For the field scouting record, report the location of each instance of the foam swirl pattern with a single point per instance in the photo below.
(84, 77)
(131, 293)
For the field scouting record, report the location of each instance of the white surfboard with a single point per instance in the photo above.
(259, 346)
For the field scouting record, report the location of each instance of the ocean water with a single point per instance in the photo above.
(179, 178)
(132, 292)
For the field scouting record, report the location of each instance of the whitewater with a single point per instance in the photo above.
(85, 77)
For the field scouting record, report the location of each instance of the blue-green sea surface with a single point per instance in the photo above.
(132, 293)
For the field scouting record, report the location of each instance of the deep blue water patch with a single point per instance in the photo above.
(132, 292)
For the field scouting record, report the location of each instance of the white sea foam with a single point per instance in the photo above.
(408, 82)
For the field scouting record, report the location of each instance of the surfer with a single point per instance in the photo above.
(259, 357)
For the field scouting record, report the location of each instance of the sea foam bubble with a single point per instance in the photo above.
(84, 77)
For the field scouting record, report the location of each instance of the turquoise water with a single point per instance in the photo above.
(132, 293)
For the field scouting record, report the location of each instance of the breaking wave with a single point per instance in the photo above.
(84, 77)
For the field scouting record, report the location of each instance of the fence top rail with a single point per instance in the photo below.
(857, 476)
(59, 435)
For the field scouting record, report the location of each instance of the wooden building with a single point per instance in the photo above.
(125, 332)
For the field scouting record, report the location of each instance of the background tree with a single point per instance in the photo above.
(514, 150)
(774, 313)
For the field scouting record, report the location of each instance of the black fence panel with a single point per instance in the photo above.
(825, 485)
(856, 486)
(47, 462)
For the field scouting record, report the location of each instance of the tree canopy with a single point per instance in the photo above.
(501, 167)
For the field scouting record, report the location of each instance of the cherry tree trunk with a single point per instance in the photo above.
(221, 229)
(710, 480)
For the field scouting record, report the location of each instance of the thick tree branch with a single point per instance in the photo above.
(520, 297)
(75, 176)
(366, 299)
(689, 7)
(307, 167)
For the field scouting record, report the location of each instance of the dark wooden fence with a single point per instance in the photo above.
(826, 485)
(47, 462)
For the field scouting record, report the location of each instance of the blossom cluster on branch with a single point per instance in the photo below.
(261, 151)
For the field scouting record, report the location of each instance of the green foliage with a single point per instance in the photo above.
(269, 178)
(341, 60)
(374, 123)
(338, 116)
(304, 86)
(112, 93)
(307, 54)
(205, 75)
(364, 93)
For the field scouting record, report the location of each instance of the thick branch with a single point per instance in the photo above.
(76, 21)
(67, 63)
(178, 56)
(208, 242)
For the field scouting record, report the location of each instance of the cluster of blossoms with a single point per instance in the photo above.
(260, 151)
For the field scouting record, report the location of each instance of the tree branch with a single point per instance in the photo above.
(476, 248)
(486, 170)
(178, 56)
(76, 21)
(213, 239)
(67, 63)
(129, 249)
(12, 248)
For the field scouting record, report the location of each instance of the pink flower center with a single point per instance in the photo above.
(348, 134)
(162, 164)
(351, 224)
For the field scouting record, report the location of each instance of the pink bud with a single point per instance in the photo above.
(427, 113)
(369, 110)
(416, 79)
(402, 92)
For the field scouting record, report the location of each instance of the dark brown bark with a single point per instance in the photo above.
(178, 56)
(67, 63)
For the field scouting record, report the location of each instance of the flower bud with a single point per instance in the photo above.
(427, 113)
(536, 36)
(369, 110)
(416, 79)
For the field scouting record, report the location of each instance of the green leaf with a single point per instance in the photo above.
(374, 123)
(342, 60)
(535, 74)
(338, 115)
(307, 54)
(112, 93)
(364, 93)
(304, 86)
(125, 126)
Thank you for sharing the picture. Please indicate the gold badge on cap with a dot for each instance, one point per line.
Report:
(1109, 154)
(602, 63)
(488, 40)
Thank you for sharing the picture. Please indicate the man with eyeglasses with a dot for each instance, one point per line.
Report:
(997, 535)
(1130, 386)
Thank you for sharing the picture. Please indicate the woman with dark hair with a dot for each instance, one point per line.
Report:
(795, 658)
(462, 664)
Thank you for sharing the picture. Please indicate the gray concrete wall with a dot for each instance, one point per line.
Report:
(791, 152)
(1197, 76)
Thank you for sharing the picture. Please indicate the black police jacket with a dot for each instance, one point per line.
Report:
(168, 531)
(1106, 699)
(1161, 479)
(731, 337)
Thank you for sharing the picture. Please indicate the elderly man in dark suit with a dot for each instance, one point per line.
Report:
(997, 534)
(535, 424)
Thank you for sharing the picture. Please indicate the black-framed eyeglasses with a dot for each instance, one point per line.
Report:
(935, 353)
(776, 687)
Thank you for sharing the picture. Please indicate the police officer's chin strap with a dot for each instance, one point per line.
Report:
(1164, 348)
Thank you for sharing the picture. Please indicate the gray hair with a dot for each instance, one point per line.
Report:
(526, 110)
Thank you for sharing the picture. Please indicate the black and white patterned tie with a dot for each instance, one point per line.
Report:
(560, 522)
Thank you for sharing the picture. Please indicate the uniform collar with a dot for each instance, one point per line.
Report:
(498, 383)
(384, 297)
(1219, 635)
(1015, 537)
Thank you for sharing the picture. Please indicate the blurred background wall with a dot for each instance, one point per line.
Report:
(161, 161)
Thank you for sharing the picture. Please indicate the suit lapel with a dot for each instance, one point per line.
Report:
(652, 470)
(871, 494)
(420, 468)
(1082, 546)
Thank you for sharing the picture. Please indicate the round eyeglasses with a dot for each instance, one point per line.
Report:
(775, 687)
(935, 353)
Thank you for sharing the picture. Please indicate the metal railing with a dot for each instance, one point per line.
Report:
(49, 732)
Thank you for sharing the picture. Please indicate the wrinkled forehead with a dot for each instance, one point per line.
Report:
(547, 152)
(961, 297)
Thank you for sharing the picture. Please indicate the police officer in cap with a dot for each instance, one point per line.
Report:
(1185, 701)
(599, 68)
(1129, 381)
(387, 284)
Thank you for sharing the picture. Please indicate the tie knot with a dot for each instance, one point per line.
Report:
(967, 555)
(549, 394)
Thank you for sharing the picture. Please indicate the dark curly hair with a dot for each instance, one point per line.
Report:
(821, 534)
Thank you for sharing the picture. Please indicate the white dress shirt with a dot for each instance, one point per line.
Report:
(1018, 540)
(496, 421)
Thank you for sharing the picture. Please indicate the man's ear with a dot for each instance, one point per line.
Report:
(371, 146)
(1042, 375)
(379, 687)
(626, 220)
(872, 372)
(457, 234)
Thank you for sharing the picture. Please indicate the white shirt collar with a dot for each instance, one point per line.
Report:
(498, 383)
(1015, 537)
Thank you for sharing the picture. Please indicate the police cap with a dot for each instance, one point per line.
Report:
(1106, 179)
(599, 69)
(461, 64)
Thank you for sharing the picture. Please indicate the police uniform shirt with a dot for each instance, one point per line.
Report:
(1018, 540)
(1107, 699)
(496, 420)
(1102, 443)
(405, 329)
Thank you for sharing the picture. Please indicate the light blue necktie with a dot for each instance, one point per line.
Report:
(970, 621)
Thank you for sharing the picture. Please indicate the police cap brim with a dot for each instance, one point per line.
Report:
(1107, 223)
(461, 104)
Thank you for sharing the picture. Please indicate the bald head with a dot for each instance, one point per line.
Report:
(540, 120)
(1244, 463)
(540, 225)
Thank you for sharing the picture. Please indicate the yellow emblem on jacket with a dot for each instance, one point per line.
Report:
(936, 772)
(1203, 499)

> [Task details]:
Each record needs to be duplicated exactly.

> [Written solution]:
For the field scouting record, report the location of each instance of the foam swirl pattern with a single point per instance in the photo below.
(84, 77)
(131, 293)
For the field scouting record, report the location of each instance of the white surfboard with a single point per instance in the photo above.
(259, 346)
For the field scouting record, report the location of each instance of the ocean water with a single point per instance in the photo above.
(179, 178)
(132, 292)
For the field scouting record, report the location of each instance of the whitewater with a single point per instance in the photo above.
(85, 77)
For the field scouting record, report the location of each instance of the blue-green sea surface with a single point per instance in the photo above.
(132, 293)
For the field scouting record, report the location of each instance of the deep blue water patch with a single point per instance in the photo above.
(132, 292)
For the field scouting record, report the location of each instance of the white sea foam with a single point per instance in the photo above.
(408, 82)
For the field scouting record, report the location of each instance of the surfer with a single point per instance in the photo above.
(259, 357)
For the field scouting record, report the location of each instance of the sea foam bubble with a single point per instance in the photo above.
(84, 77)
For the field scouting record, report the location of each instance of the turquoise water with a single point per instance in the photo above.
(132, 293)
For the field scouting record, report the location of each instance of the breaking wave with a single point per instance in the photo above.
(84, 77)
For the field scouting record, report the location of each instance of the fence top rail with a single point per instance in the photo below.
(857, 476)
(59, 435)
For the field scouting record, report the location of each instance of the wooden building with a single point per instance in the photo above.
(125, 332)
For the field scouting record, report the location of each instance of the background tree with a single point per instance in the photo above.
(514, 150)
(774, 313)
For the field scouting record, report the location of each instance of the black fence panel with a single point per instance in the photo above.
(825, 485)
(856, 486)
(47, 462)
For the field scouting record, report the location of each instance of the tree canopy with a single point per instance in the photo above.
(501, 167)
For the field scouting record, report the location of each instance of the cherry tree trunk with a single point per instance in the photo above.
(221, 229)
(710, 480)
For the field scouting record, report the location of each instance of the thick tree branch with a single point per instance in the photo above.
(520, 297)
(75, 176)
(366, 299)
(689, 7)
(307, 167)
For the field scouting record, report the location of each instance of the dark wooden fence with a single point per instance in the photo above.
(826, 485)
(47, 462)
For the field scouting record, report the location of each instance of the blossom cluster on branch with a single point per instance in the photo below.
(261, 151)
For the field scouting record, report the location of each instance of the green foliage with a single point per instance in the photo above.
(269, 178)
(341, 60)
(374, 123)
(338, 116)
(304, 86)
(112, 93)
(307, 54)
(205, 75)
(364, 93)
For the field scouting record, report the location of each instance of the thick branch with a single point per instance in the photo above.
(76, 21)
(67, 63)
(178, 56)
(208, 242)
For the field scouting record, report the location of each instance of the cluster of blossoms with a single point per instance in the photo above.
(260, 151)
For the field scouting record, report the location of each instance of the tree branch with a single point per instance in the photo above.
(476, 248)
(486, 170)
(178, 56)
(76, 21)
(213, 239)
(67, 63)
(129, 249)
(12, 248)
For the field scouting record, report the location of each instance of the pink flower center with a single point per instance in the photo above.
(348, 134)
(162, 164)
(351, 224)
For the field scouting record, report the location of each instance of the pink bud with a single point per instance in the photo above.
(427, 113)
(369, 110)
(416, 79)
(402, 92)
For the field scouting record, report the location of each instance of the dark brown bark with a single point per instance in the photo above.
(178, 56)
(67, 63)
For the field scouting record, report the location of each instance of the flower bud with a single point per instance in the photo above.
(427, 113)
(536, 36)
(369, 110)
(416, 79)
For the field scouting record, report the location of each instance of the green leaf with a single point per instance in the photo above.
(374, 123)
(342, 60)
(535, 74)
(338, 115)
(307, 54)
(112, 93)
(364, 93)
(304, 86)
(125, 126)
Thank you for sharing the picture. Please indicate the gold badge on cap with a dot for each instance, one point per line.
Report:
(1109, 154)
(602, 63)
(488, 40)
Thank you for sharing the picture. Please indicate the man with eyeglasses with a dot for each instance, one point per line.
Report:
(997, 535)
(1130, 386)
Thank you for sharing the picture. Please indicate the woman with dark hair with a dot for each instance, one point per line.
Report:
(795, 658)
(462, 664)
Thank you for sharing the picture. Please indicate the gray concrete wall with a dot for each instance, one point per line.
Report:
(791, 152)
(1197, 76)
Thank you for sharing the picture. Please indicate the black police jacket with a dot for each instance, one point per line.
Report:
(168, 531)
(1106, 699)
(1161, 479)
(731, 337)
Thank you for sharing the picture. Please indicate the elderly man in dark suit with a dot for each instance, one point per line.
Report:
(997, 534)
(535, 424)
Thank you for sharing the picture. Please indicate the black-framed eyeglasses with a dot for each instance, one point per line.
Report:
(935, 353)
(776, 687)
Thank you for sharing the picture. Please indicate the police officer's chin strap with a dot for each instance, one point per line.
Report:
(1164, 348)
Thank you for sharing the picture. Please indicate the gray hair with a dot for each instance, one point per line.
Report:
(526, 110)
Thank you for sharing the picture. Please indicate the black and white patterned tie with a dot for each instance, one point per line.
Report:
(560, 522)
Thank you for sharing the picture. Please indicate the uniform collar with a dot for each instance, one point per line.
Report:
(498, 383)
(384, 297)
(1219, 635)
(1015, 537)
Thank you for sharing the picture. Please indicate the blurred background wall with a dot for each instance, one point per line.
Report:
(161, 161)
Thank you for sharing the picture. Please indicate the suit lapel with a dot for each instance, one point per line.
Report:
(652, 470)
(871, 494)
(420, 468)
(1082, 546)
Thank you for sharing the picture. Please indicate the round eyeglasses with a dot for each instance, one point per line.
Report:
(775, 687)
(935, 353)
Thank you for sharing the picture. Please indicate the metal railing with a dot for each instance, one point per line.
Report:
(49, 732)
Thank you for sharing the picture. Please indicate the wrinkled forehead with a dot for each instance, one point per line.
Report:
(547, 152)
(961, 297)
Thank you for sharing the picture. Please indicate the police officer in cap with a dot for each instance, one point per line.
Report:
(1185, 701)
(599, 68)
(1129, 381)
(387, 284)
Thank you for sharing the picture. Please indicate the tie knot with a dot for each instance, one point per line.
Report:
(967, 555)
(549, 394)
Thank you for sharing the picture. Please indicate the dark curly hair with a dot for each instance, one point per line.
Report:
(821, 534)
Thank you for sharing the picture. Please indicate the white dress shirt with a dot for each instance, one point per line.
Report:
(1018, 540)
(496, 421)
Thank you for sharing the picture. Please indicate the man's ear with a dot for each instance, one point per line.
Report:
(371, 146)
(1042, 375)
(379, 687)
(626, 220)
(872, 372)
(457, 234)
Thank you for sharing the picture. Please indicate the white shirt collar with a dot for each instance, one point per line.
Report:
(498, 383)
(1015, 537)
Thank you for sharing the picture. Please indicate the police cap with a dot for each instance, one point per line.
Report:
(1106, 179)
(599, 69)
(461, 64)
Thank you for sharing the picture. Please indicate the police uniform shirt with a dot for each instance, one point per line.
Report:
(1018, 540)
(1107, 699)
(496, 420)
(1102, 443)
(405, 329)
Thank you for sharing the picture. Please indicate the light blue necktie with a dot for each instance, one point per line.
Report:
(970, 621)
Thank you for sharing the picture. Please indicate the police cap brim with a dot for each instance, one point per line.
Report:
(1107, 223)
(461, 104)
Thank you for sharing the picture. Please indicate the bald head with a dot for each instance, one point per line.
Report:
(540, 120)
(1244, 463)
(540, 225)
Thank you for sharing the picture. Please indicate the yellow emblem on jacket with a dot for each instance, one point per line.
Report:
(936, 772)
(1203, 499)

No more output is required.